Raw data →
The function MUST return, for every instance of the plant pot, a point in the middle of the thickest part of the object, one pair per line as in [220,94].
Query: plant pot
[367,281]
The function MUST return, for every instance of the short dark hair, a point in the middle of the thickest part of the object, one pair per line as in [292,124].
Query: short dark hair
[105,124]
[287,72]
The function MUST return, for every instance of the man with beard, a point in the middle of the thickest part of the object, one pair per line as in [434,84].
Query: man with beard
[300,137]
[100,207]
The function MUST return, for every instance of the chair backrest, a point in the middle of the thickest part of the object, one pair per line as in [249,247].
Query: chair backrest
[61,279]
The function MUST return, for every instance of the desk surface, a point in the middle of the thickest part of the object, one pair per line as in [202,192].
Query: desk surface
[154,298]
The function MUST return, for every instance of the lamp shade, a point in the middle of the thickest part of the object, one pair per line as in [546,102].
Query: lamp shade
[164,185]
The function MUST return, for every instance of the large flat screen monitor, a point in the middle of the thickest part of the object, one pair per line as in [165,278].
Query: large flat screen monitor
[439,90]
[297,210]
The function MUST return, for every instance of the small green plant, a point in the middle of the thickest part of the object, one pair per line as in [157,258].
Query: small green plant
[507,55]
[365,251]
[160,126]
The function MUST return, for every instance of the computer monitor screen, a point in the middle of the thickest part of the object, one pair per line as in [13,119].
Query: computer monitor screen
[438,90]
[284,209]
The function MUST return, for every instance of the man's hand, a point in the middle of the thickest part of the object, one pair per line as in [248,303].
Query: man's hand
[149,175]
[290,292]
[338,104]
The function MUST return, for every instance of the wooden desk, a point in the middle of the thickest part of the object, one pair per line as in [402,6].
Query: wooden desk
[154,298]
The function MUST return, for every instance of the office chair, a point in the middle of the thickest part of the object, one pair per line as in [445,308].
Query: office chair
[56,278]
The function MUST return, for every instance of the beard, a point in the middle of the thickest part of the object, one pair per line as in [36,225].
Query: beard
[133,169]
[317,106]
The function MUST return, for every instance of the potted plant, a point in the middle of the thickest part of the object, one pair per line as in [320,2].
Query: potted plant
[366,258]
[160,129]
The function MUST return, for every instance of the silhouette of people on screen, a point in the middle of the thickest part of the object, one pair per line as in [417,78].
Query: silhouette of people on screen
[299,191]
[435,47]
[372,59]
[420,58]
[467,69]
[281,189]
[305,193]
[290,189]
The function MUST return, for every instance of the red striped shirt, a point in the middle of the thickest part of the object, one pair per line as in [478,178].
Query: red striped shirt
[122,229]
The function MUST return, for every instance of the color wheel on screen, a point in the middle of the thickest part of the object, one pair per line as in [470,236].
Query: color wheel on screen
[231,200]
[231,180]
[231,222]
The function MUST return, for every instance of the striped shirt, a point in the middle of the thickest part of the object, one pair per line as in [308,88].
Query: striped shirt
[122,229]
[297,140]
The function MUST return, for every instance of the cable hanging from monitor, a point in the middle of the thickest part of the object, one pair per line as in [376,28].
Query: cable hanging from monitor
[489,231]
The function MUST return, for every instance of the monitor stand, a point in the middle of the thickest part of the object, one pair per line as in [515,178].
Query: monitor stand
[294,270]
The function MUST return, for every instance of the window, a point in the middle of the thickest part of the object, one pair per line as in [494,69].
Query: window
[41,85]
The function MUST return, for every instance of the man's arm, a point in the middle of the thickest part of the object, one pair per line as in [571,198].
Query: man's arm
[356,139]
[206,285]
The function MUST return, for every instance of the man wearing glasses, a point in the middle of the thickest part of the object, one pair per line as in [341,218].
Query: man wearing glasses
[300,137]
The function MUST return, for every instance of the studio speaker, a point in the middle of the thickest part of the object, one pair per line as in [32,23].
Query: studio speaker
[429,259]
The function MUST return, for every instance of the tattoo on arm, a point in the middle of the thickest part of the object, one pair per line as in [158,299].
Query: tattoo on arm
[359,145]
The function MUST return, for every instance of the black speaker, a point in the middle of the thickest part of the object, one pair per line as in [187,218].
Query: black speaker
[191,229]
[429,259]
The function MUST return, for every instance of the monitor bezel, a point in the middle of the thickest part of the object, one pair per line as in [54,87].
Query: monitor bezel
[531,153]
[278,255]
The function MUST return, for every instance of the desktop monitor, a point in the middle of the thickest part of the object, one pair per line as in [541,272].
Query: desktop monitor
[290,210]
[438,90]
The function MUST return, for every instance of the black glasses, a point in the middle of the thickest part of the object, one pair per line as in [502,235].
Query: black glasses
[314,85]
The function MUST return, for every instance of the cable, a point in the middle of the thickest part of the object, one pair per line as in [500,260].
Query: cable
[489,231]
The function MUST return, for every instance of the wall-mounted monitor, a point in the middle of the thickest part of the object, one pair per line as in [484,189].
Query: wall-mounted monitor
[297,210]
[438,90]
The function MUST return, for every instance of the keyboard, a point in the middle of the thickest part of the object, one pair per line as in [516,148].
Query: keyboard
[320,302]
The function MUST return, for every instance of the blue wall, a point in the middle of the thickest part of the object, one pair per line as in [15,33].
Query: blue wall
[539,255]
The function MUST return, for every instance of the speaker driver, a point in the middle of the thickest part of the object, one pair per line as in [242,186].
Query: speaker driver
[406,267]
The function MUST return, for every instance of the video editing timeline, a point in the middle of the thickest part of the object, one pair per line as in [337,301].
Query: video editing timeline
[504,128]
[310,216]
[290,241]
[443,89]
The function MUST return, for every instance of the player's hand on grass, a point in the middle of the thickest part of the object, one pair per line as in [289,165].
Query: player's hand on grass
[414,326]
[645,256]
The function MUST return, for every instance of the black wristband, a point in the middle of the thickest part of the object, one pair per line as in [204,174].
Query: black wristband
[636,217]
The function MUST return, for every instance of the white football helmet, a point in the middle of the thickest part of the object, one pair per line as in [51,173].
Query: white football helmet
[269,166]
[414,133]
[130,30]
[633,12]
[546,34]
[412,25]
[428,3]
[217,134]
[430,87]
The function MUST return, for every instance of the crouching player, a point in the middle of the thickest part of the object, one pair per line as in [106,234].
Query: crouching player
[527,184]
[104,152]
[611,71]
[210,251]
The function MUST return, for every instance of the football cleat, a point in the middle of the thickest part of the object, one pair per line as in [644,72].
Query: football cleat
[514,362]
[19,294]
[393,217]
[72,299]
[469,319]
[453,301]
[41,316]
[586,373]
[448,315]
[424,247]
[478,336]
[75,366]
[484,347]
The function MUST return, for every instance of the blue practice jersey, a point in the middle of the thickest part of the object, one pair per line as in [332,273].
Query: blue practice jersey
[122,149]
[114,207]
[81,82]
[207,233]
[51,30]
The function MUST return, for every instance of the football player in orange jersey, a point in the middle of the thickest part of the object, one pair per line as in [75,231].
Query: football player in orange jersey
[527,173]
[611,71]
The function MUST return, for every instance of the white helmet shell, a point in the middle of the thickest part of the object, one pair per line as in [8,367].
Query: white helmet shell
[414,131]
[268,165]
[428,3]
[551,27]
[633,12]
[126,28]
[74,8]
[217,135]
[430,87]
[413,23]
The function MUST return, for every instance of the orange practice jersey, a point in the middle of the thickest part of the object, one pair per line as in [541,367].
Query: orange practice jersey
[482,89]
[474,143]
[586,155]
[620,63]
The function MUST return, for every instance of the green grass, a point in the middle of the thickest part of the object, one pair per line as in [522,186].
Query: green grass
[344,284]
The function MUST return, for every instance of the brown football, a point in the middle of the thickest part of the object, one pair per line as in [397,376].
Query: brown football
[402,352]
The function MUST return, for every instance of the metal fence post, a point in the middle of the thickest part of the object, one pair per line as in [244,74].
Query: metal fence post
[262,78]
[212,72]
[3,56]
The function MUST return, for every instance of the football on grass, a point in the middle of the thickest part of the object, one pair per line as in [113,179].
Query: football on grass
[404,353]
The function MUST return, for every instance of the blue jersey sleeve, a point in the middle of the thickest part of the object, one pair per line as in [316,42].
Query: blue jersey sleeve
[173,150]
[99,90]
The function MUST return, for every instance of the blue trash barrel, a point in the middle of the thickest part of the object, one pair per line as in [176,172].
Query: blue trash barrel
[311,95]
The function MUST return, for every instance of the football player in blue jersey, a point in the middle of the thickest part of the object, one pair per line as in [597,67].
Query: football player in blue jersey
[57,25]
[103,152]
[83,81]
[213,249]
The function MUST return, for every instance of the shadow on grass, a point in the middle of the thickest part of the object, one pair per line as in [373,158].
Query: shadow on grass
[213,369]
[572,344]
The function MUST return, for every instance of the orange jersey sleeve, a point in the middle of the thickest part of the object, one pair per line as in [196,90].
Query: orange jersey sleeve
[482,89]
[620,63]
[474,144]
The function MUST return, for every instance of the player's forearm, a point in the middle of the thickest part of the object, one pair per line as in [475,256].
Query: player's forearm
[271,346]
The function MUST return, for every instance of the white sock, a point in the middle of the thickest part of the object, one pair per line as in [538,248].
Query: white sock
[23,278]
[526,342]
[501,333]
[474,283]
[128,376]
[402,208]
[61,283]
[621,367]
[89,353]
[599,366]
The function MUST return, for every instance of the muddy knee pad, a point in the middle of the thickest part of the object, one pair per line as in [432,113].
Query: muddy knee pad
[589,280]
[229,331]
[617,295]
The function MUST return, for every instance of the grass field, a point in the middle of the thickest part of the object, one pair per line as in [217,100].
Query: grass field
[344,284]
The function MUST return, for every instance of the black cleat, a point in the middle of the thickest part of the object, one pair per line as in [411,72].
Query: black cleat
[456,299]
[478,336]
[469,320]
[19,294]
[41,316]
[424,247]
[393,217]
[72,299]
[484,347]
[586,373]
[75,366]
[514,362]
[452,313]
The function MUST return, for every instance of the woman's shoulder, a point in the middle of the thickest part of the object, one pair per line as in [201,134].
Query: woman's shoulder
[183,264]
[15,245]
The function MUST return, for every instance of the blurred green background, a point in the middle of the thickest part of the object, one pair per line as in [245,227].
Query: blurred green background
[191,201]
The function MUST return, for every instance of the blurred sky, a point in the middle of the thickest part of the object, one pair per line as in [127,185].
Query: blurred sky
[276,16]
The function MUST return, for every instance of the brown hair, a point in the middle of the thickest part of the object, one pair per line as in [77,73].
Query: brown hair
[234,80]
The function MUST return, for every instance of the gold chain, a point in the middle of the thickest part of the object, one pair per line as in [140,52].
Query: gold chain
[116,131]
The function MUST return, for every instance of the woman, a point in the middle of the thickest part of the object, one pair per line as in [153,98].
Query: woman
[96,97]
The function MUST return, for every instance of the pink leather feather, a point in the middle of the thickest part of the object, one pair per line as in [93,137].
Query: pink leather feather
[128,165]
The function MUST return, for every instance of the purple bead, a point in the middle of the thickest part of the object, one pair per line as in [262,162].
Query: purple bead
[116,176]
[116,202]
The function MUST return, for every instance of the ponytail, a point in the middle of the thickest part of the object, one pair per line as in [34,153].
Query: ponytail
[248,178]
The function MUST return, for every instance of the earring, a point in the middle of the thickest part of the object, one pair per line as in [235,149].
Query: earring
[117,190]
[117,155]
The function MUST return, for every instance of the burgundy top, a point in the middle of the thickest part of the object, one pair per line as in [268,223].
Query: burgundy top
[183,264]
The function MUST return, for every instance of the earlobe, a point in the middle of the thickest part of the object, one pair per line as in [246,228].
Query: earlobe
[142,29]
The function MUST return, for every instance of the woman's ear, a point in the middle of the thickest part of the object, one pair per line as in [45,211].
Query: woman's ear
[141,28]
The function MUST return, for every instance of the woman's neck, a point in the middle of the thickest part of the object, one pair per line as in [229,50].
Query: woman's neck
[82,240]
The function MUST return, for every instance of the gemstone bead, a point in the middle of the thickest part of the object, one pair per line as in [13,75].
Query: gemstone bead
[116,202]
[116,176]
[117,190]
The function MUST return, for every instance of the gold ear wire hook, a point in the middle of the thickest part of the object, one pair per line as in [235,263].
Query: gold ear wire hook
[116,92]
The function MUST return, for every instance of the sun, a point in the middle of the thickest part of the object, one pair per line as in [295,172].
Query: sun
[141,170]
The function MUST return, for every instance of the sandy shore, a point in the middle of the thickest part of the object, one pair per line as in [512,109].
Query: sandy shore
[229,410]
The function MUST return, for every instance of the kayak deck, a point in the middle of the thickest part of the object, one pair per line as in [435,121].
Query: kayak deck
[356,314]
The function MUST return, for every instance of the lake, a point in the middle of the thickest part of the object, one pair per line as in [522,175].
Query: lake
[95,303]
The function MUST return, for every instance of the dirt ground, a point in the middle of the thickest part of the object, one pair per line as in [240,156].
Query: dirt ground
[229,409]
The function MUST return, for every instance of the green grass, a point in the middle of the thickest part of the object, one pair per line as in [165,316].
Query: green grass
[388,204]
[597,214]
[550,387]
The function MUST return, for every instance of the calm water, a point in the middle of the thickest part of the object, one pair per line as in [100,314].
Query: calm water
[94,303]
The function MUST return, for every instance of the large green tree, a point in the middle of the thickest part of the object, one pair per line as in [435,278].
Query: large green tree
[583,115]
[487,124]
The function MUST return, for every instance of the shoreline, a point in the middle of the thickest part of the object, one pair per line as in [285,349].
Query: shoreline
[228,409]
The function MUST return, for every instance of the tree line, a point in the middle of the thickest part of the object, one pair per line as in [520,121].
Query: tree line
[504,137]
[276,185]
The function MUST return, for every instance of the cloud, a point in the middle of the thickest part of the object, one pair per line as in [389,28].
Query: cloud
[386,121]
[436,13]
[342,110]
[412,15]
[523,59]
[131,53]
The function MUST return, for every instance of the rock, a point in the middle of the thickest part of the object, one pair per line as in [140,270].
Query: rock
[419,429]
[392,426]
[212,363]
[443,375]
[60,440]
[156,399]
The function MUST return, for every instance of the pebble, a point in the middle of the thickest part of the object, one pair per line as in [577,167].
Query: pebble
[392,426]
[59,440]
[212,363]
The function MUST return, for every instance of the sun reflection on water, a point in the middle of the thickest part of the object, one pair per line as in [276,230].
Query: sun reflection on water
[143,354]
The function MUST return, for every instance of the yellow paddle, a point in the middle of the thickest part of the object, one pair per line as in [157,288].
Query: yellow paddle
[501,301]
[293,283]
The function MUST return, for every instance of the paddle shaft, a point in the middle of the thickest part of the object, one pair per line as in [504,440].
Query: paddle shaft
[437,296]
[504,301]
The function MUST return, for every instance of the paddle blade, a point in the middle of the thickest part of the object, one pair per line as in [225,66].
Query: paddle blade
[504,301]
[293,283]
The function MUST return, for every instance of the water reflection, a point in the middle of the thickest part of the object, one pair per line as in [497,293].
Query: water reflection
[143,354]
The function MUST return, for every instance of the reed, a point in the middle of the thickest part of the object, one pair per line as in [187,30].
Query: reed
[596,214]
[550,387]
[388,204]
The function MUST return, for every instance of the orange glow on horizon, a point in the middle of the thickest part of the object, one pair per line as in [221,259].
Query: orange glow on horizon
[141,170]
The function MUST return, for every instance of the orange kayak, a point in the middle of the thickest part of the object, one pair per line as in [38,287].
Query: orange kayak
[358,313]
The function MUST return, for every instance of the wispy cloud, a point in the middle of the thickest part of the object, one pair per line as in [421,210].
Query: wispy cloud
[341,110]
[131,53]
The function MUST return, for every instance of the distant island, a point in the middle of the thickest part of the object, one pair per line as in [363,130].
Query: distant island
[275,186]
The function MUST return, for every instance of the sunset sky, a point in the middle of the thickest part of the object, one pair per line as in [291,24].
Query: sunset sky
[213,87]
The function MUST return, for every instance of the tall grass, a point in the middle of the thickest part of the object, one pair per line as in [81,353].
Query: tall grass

Task brief → Of the entries above, repeat exactly the lines from the line with "Query: purple bead" through the line with "The function MUST return, for every instance of the sandy", both of them included.

Exercise output →
Query: purple bead
[116,176]
[116,202]
The function MUST return, for every instance of the ponytail, a point in the middle of the thickest part of the object, one pair per line as in [34,153].
Query: ponytail
[248,178]
The function MUST return, for every instance of the earring, a point in the middle of the thickest part of the object, one pair per line as in [235,149].
Query: earring
[117,190]
[117,155]
The function MUST return, for every instance of the burgundy top, a point in the middle of the thickest part of the object, one pair per line as in [268,223].
Query: burgundy top
[183,264]
The function MUST return, for every instance of the earlobe, a point in the middle of the thickest part of the object, one pair per line as in [246,228].
Query: earlobe
[142,29]
The function MUST return, for every instance of the woman's ear, a point in the middle of the thickest part of the object, one pair per line as in [45,211].
Query: woman's ear
[141,28]
The function MUST return, for every instance of the woman's neck, a point in the middle of the thickest part of the object, one pair per line as in [229,50].
Query: woman's neck
[82,240]
The function MUST return, for every instance of the gemstone bead, a point in the middle of the thickest part of the object, one pair per line as in [13,75].
Query: gemstone bead
[116,202]
[116,176]
[117,190]
The function MUST return, for every instance of the gold ear wire hook, a point in the middle of the thickest part of the object, one pair per line as in [235,263].
Query: gold ear wire hook
[116,92]
The function MUST return, for every instance of the sun, a point in the middle of the thickest part of the object, one pair per line as in [295,172].
Query: sun
[141,170]
The function MUST return, for every instance of the sandy shore, a point in the middle of the thickest part of the object, one pair per line as in [512,109].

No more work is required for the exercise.